* **Task to complete**:
Give as a numbered list the lines of the records between the line holding "Where can the textured" and the line holding "pixel 89 56", inclusive, with blank lines left out.

Records of labeled points

----------

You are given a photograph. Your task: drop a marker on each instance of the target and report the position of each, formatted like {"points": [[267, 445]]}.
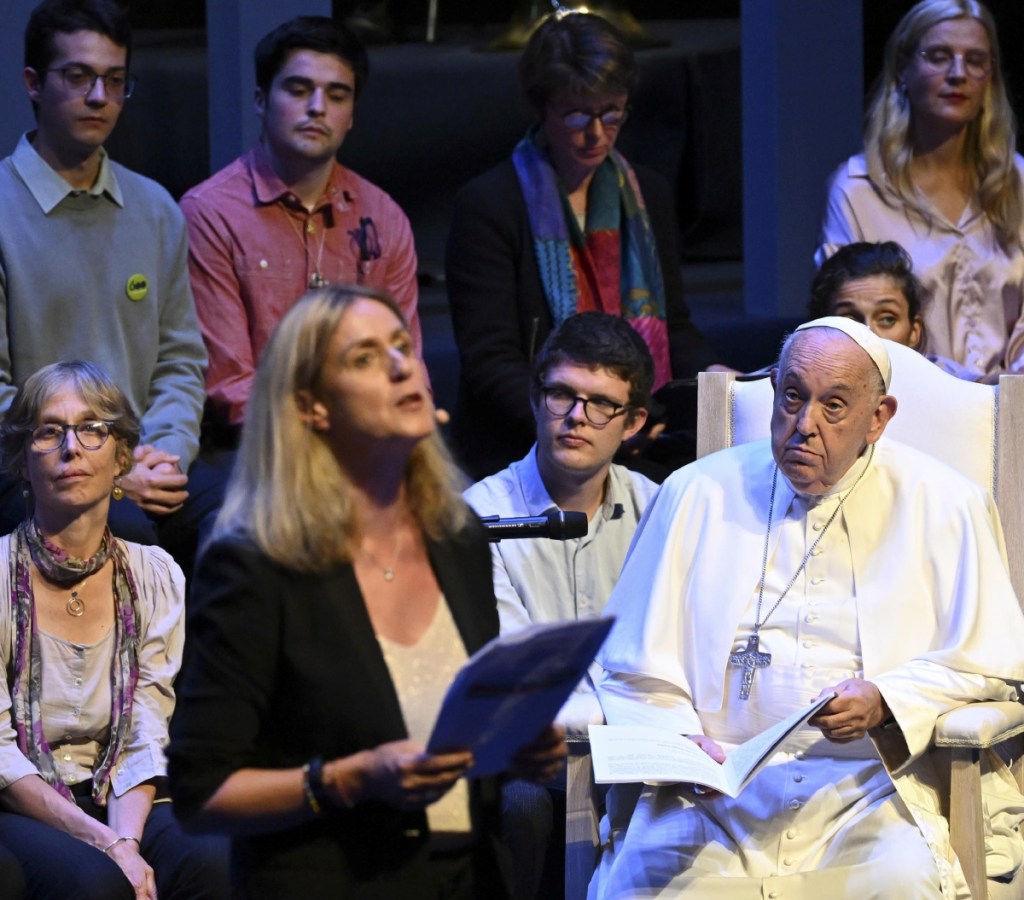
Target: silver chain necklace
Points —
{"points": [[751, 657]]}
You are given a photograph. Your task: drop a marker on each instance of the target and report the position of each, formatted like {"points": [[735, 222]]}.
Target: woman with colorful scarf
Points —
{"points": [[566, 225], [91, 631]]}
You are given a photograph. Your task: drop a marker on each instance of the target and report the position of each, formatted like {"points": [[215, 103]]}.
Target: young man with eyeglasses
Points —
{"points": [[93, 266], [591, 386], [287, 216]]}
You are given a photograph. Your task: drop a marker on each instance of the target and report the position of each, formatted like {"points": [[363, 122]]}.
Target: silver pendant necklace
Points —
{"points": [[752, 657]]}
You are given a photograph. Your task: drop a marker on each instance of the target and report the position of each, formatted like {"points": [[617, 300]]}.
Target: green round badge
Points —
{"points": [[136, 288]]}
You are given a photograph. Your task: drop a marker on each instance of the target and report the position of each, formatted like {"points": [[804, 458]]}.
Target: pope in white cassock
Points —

----------

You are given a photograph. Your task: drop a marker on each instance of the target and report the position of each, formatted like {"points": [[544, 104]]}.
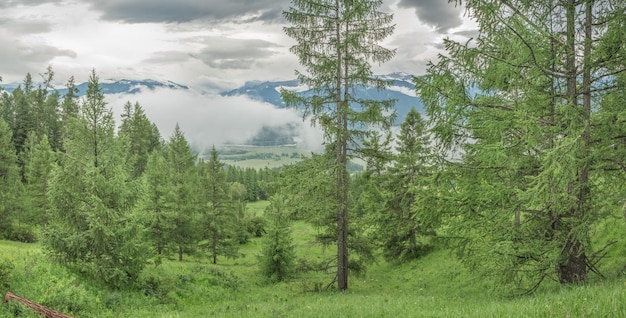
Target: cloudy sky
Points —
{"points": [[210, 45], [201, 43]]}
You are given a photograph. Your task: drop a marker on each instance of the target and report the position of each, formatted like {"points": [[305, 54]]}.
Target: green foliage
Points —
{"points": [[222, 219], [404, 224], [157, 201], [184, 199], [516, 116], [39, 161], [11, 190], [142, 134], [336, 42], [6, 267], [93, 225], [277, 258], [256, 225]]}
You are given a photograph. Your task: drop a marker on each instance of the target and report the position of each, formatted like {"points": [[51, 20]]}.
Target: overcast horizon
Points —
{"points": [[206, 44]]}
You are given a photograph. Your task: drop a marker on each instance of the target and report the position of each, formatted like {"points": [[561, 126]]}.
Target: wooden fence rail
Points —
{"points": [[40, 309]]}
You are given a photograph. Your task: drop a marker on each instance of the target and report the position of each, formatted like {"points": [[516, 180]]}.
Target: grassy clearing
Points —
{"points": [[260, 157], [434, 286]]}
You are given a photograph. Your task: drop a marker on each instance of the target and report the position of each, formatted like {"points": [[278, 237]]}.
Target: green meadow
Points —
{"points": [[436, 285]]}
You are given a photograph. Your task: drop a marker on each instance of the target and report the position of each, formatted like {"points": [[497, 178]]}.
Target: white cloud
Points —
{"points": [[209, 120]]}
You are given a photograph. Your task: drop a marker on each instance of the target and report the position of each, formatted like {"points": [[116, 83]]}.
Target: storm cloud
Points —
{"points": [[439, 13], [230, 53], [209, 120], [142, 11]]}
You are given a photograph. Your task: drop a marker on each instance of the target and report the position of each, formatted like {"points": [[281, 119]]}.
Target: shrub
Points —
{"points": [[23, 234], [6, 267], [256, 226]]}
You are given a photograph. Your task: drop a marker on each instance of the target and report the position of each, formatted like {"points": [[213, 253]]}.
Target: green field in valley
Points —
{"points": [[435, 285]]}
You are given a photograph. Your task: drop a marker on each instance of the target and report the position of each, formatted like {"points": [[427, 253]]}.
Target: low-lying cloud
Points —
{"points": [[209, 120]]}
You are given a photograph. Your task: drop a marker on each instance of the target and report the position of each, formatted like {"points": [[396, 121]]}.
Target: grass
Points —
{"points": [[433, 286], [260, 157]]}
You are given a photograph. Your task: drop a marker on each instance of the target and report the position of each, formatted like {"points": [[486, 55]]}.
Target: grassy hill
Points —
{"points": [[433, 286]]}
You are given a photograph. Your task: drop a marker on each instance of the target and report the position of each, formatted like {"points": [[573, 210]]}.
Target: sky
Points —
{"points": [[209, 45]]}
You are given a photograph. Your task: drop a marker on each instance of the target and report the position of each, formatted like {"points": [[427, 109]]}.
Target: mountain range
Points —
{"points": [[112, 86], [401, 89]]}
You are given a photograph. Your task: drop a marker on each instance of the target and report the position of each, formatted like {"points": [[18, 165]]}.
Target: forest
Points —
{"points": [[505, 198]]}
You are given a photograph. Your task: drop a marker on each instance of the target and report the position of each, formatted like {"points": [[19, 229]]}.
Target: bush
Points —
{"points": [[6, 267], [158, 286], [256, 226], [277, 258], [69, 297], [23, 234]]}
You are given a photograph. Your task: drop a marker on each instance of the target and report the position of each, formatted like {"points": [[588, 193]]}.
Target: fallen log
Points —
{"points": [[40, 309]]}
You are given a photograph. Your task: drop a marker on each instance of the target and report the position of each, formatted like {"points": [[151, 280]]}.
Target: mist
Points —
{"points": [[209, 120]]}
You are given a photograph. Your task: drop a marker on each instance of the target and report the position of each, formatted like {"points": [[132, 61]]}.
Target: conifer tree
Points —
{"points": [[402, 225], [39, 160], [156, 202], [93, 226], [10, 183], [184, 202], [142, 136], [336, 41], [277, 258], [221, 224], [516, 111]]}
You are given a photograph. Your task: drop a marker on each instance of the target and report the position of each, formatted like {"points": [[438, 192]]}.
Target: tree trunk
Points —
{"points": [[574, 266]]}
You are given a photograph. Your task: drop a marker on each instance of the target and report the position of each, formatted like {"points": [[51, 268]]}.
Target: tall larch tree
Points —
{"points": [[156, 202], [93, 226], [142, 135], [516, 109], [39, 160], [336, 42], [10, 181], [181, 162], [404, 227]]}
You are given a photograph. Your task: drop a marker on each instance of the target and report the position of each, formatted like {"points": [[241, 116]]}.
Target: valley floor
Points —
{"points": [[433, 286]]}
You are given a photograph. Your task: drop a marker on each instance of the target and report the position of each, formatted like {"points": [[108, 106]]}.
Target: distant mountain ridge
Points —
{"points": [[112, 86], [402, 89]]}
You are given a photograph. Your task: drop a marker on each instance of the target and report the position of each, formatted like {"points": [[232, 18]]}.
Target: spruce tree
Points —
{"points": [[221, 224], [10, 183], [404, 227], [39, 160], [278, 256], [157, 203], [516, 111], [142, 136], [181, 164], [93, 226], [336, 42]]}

----------

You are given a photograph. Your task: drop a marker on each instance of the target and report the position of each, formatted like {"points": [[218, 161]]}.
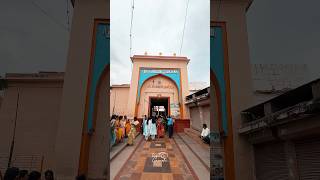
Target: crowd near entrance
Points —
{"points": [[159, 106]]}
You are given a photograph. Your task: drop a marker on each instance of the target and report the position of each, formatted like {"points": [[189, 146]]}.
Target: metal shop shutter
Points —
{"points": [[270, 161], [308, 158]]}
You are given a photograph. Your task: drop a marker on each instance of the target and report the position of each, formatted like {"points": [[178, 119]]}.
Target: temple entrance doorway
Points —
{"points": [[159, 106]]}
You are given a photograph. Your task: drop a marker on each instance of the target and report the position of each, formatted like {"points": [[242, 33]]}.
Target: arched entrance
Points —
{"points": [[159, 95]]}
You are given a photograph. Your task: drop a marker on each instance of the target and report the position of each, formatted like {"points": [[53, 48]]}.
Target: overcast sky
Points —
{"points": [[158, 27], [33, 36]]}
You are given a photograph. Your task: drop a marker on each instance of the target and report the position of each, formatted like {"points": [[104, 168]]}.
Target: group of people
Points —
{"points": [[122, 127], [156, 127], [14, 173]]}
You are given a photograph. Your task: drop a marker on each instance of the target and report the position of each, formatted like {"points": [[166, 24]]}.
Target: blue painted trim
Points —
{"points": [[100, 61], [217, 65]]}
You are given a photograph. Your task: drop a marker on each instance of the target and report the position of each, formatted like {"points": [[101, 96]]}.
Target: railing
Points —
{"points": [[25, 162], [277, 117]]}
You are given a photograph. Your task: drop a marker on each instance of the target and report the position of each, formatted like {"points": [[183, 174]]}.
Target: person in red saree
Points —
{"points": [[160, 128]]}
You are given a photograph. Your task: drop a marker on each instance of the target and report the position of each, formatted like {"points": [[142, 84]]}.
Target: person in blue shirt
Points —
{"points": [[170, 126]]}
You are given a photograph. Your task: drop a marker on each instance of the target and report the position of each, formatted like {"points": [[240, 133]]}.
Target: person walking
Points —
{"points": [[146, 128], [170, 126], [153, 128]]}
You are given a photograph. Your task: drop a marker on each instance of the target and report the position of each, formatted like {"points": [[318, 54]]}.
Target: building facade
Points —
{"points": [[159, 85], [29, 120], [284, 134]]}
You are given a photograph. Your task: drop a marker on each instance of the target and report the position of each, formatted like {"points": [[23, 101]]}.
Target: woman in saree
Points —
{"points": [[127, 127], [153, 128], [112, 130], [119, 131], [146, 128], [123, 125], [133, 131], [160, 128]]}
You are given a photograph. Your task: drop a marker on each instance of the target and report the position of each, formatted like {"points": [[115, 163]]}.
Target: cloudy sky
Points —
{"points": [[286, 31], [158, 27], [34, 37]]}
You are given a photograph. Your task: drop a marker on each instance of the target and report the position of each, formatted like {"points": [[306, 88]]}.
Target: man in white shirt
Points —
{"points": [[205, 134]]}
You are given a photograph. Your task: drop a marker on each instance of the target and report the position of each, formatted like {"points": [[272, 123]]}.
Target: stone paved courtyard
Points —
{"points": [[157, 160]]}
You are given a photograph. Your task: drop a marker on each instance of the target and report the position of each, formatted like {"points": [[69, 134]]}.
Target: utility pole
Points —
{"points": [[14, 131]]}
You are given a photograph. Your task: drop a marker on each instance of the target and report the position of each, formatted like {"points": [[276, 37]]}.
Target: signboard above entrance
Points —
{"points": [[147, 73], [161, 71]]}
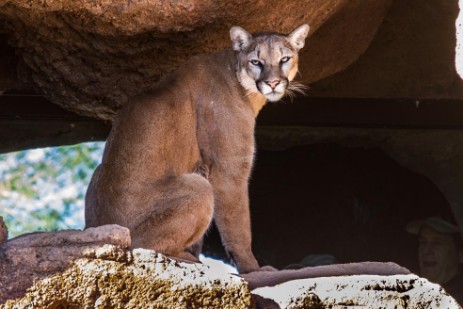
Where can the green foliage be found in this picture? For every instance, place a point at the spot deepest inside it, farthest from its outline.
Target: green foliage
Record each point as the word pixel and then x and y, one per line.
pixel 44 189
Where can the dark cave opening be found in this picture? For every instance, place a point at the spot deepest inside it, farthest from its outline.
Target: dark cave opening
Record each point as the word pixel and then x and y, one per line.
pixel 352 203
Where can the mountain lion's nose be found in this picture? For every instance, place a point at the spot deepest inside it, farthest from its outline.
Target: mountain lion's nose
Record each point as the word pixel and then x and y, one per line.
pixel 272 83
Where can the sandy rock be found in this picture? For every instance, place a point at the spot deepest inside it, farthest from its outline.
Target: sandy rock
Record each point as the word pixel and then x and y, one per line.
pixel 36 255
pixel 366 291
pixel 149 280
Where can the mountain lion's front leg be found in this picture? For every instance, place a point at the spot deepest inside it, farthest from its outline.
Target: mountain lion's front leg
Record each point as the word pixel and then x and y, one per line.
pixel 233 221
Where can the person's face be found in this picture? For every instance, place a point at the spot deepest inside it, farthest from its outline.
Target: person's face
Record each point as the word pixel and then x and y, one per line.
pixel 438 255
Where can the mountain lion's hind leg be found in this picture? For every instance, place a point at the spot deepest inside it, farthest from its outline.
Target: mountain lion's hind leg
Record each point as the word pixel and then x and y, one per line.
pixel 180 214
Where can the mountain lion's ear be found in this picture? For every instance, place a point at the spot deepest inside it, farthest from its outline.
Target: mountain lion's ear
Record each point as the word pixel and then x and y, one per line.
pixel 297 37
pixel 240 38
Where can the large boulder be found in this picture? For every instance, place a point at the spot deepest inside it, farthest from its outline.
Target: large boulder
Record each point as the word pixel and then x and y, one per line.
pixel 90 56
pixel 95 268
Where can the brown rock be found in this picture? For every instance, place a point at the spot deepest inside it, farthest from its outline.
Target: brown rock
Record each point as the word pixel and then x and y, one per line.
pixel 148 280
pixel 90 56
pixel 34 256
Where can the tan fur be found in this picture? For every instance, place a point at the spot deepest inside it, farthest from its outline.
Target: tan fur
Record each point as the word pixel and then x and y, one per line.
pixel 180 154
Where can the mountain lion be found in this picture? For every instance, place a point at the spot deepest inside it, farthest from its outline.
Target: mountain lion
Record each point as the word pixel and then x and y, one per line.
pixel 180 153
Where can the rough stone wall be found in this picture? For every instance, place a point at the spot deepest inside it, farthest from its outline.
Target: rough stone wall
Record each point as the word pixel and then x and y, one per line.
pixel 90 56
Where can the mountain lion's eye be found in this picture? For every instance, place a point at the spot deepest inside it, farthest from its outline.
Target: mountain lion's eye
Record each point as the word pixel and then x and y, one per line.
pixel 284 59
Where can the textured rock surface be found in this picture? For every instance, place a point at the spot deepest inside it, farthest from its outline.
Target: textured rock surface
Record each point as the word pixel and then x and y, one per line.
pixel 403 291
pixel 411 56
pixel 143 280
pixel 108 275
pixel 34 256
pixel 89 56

----------

* **Full response**:
1. Where can the textured rock surface be found in this picture? For every instance, place a point at the spot deepest inside it, farthest from its outline.
2. Target: textured rock surface
3. Record each point as the word pixel and then x and y, one per line.
4. pixel 403 291
5. pixel 411 56
6. pixel 143 280
7. pixel 108 275
8. pixel 34 256
9. pixel 89 56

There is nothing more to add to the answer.